Return each line of the data below verbatim; pictures are to be left out.
--- Extracted entries ---
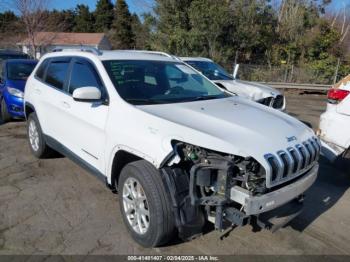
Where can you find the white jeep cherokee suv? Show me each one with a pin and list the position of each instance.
(257, 92)
(178, 149)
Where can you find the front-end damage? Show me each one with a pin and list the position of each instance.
(203, 185)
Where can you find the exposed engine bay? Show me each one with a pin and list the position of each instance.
(201, 180)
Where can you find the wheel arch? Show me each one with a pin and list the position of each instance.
(121, 158)
(28, 109)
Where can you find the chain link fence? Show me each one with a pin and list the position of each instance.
(289, 74)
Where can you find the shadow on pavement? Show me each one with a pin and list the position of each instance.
(330, 186)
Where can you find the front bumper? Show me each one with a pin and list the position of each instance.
(253, 205)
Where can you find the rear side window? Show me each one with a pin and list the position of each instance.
(83, 75)
(41, 70)
(57, 72)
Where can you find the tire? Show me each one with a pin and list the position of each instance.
(36, 138)
(160, 219)
(5, 115)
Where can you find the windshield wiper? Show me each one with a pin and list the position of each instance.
(198, 98)
(143, 101)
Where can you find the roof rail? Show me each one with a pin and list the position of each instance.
(82, 49)
(151, 53)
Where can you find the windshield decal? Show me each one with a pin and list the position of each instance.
(186, 70)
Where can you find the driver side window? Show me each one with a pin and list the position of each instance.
(83, 75)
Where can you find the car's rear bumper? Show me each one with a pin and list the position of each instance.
(253, 205)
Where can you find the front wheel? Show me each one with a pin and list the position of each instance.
(145, 205)
(36, 139)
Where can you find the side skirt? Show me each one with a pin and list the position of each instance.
(54, 144)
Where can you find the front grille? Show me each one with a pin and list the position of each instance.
(275, 102)
(278, 102)
(288, 164)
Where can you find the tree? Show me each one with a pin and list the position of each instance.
(103, 15)
(8, 22)
(34, 17)
(121, 33)
(83, 19)
(141, 32)
(208, 20)
(63, 21)
(173, 26)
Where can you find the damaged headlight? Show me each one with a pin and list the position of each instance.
(213, 166)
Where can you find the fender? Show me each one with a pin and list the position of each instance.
(129, 150)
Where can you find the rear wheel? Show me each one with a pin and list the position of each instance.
(36, 139)
(5, 115)
(145, 205)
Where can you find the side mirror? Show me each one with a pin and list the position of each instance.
(235, 71)
(87, 94)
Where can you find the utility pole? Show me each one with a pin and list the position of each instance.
(336, 72)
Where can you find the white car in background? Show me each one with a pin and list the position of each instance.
(334, 128)
(262, 94)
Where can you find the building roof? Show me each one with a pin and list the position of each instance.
(59, 38)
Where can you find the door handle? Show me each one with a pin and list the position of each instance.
(65, 104)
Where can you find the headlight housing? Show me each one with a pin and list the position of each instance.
(15, 92)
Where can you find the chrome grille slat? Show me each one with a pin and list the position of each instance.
(309, 153)
(303, 157)
(289, 163)
(314, 149)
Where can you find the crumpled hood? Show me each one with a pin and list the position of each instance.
(250, 90)
(231, 125)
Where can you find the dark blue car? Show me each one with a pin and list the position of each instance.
(13, 77)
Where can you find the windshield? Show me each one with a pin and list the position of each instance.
(211, 70)
(156, 82)
(13, 56)
(19, 71)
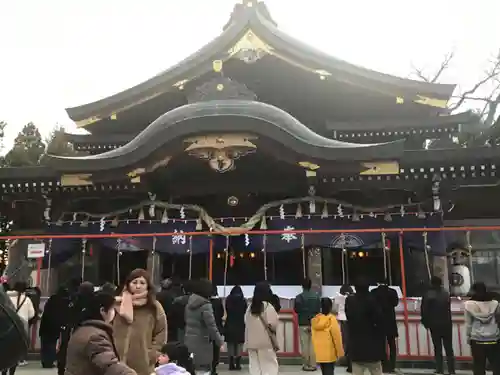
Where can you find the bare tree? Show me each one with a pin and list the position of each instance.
(434, 77)
(490, 103)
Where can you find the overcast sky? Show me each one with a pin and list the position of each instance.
(58, 53)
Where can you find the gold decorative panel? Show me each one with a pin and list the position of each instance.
(380, 168)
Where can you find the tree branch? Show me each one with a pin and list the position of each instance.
(435, 77)
(492, 74)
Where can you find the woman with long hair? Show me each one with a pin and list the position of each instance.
(91, 348)
(24, 309)
(260, 332)
(140, 326)
(482, 316)
(234, 328)
(14, 339)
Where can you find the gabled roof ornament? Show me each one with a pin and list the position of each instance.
(245, 9)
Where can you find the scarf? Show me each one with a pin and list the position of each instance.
(127, 303)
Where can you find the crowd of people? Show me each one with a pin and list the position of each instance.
(180, 330)
(364, 329)
(134, 330)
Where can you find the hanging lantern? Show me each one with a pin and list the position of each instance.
(164, 217)
(420, 214)
(85, 222)
(217, 66)
(199, 225)
(312, 206)
(282, 212)
(355, 216)
(263, 223)
(140, 217)
(298, 214)
(324, 213)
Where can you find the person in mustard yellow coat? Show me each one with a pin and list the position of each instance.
(326, 338)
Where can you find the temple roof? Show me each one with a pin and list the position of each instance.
(217, 116)
(251, 28)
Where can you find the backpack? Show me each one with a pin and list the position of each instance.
(486, 329)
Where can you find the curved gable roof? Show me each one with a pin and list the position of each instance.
(254, 16)
(254, 117)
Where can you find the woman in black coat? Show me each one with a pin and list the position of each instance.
(234, 329)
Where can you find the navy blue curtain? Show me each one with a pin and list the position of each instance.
(180, 243)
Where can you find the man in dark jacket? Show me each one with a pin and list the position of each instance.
(388, 300)
(175, 316)
(171, 289)
(307, 305)
(14, 340)
(50, 326)
(436, 316)
(366, 332)
(201, 328)
(218, 309)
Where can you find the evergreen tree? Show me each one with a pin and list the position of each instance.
(58, 144)
(28, 148)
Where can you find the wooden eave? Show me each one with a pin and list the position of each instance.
(253, 18)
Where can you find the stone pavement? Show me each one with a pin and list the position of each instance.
(33, 368)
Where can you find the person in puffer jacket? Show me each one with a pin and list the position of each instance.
(482, 315)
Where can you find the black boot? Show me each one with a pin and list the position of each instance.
(231, 364)
(238, 363)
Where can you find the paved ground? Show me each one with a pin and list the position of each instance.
(33, 368)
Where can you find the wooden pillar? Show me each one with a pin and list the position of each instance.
(440, 269)
(154, 267)
(314, 268)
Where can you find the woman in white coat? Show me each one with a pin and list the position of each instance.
(23, 307)
(261, 321)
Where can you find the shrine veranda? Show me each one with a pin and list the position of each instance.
(253, 181)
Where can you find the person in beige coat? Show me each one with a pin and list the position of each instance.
(140, 327)
(261, 324)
---
- [Response]
Where can you find the white jeep cherokee suv? Show me each one with a pin and list the position of each instance.
(257, 92)
(178, 149)
Where can you find the front-end damage? Show me each one with a pin and list the position of each instance.
(203, 185)
Where can you find the exposed engine bay? Show me each one with a pin and list the position of each instance.
(201, 180)
Where can you find the wheel arch? Show me each one with a pin and list the position of each instance.
(121, 158)
(28, 109)
Where can you find the chain link fence? Show me each one with a pin and list the position of each instance.
(289, 74)
Where can you find the shadow on pavement? Show me each one with a pin and list the position of each instance.
(330, 186)
Where can you find the front bumper? Show me each one with a pin and list the position of each instance.
(253, 205)
Where can you find the rear side window? Show me each one with a pin and list the position of each instance.
(83, 75)
(41, 70)
(57, 72)
Where can you find the tire? Show me each one with a pin and list the position of each instance.
(36, 138)
(160, 219)
(5, 115)
Where can you find the windshield wiper? Show me each one with a pin and list the position of each instance.
(198, 98)
(143, 101)
Where can you find the roof rail? Show me each one with a pin and list the position of each instance.
(82, 49)
(151, 53)
Where can you find the windshield decal? Show me each one with a pin and list the position of each instance.
(186, 70)
Where can you find the driver side window? Show me each one with a pin and list the position of each instance.
(83, 75)
Where can you find the car's rear bumper? Show me each one with a pin and list the position of each instance.
(253, 205)
Where can you find the front wheel? Show me each one with a pin and list the position of each instance.
(145, 205)
(36, 139)
Where can you find the side skirt? Show me each one with a pin and list the position of each instance.
(54, 144)
Where can you find the front grille? Show me each one with a pin and list the position of each instance.
(275, 102)
(278, 102)
(288, 164)
Where can you find the tree? Show me each one with a pin and list the position of each instance.
(103, 15)
(8, 22)
(34, 17)
(121, 33)
(83, 19)
(141, 32)
(208, 20)
(63, 21)
(173, 26)
Where can you find the damaged headlight? Show me each one with a pin and list the position of each instance.
(213, 166)
Where can you find the fender? Show me each one with a pin and list the position of each instance.
(129, 150)
Where can you find the rear wheel? Show me each one with a pin and list the position of each instance.
(36, 139)
(5, 115)
(145, 205)
Where can you find the side mirror? Show me each one with a pin and list the position of each instance.
(235, 71)
(87, 94)
Where can you find the utility pole? Show me each one with a pin and list the position of each instance.
(336, 72)
Where can you find the white car in background? Show me each one with a pin and list the position of each instance.
(334, 128)
(262, 94)
Where can you find the building roof? Show me each one with a pin and list the position of each instance.
(59, 38)
Where can you find the door handle? Show me each one with a pin and list the position of each instance.
(65, 104)
Where can you find the headlight housing? Show me each one with a pin and list the position of each instance.
(15, 92)
Where can you find the chrome grille slat? Show me each one with a pin and list the position of each instance.
(309, 153)
(303, 157)
(289, 163)
(314, 149)
Where can you find the crumpled hood? Show me each one with a pin and list the position of each instance.
(250, 90)
(231, 125)
Where can you find the dark blue car? Show me each one with a pin and list the position of each instance.
(13, 77)
Where can you find the windshield? Show me each one with a pin and list the position of each instance.
(211, 70)
(156, 82)
(13, 56)
(19, 71)
Where can you find the bare tree? Show me each one with a pin and list the position of each instance.
(434, 77)
(490, 103)
Where can you find the overcast sky? Show me each one with a pin and list the position of each instance.
(58, 53)
Where can you find the gold decorative panel? Show me each one with a pin and list the position of each instance.
(380, 168)
Where can you find the tree branch? Show me each one with a pin and list the position of each instance.
(435, 77)
(492, 74)
Where can you find the woman with long hair? Show me each one with a pin and list the position of each instance.
(91, 348)
(24, 309)
(260, 332)
(140, 326)
(482, 316)
(234, 328)
(14, 339)
Where can you find the gabled roof ornament? Show me each one with a pin and list the position of each instance.
(245, 9)
Where can you find the scarf? Show me each one with a pin and list the position of each instance.
(127, 303)
Where can you find the crowd of people? Show me each one with a pin and list the position of each instance.
(180, 330)
(364, 329)
(134, 330)
Where can you find the hanging lantern? Show me each one with a pin and list the position of each instance.
(164, 217)
(420, 214)
(85, 222)
(217, 66)
(199, 225)
(312, 206)
(282, 212)
(355, 216)
(263, 223)
(140, 217)
(298, 214)
(324, 213)
Where can you find the person in mustard yellow coat? Show me each one with a pin and list the position of each instance.
(326, 338)
Where can you find the temple roof? Show me each one with a pin and list the position of each instance.
(217, 116)
(251, 28)
Where can you find the backpack? Show me each one with a pin and list the position of each instance.
(486, 329)
Where can you find the curved gable roof? Show me each one with a pin and list the position of each instance.
(254, 16)
(254, 117)
Where can you find the woman in black coat? Show me each one with a pin and list the position of each instance.
(234, 329)
Where can you find the navy blue curtain? Show me each one with a pin and list the position of each instance.
(180, 243)
Where can you find the man in dark jacket? Show me each one with a pin and list the position of each instance.
(388, 300)
(175, 316)
(171, 289)
(307, 305)
(14, 340)
(50, 326)
(436, 316)
(366, 332)
(201, 328)
(218, 309)
Where can you find the evergreen tree? Show me each one with a pin and list the position of each instance.
(58, 144)
(28, 148)
Where can you find the wooden eave? Show me each one with a pin and list the position of each instance.
(253, 18)
Where can you find the stone pavement? Show me each one with a pin and list the position of each instance.
(33, 368)
Where can you find the person in puffer jacket? Show me each one with a pin and list the position of each instance.
(482, 315)
Where can you find the black boot? Show me each one with a pin and list the position of each instance.
(231, 364)
(238, 363)
Where can you find the paved ground? Show me each one with a pin and list the position of each instance.
(33, 368)
Where can you find the wooden pillar? Show me each one with a pin and list the position of each instance.
(440, 269)
(154, 267)
(314, 268)
Where can you find the woman in white coat? Show me each one with a pin and list the position of each instance.
(23, 307)
(261, 321)
Where can you find the shrine veranda? Show me each one with a pin and list the position of each instance.
(253, 181)
Where can you find the person in beige coat? Show me each one with a pin and list the position of each instance.
(140, 327)
(261, 324)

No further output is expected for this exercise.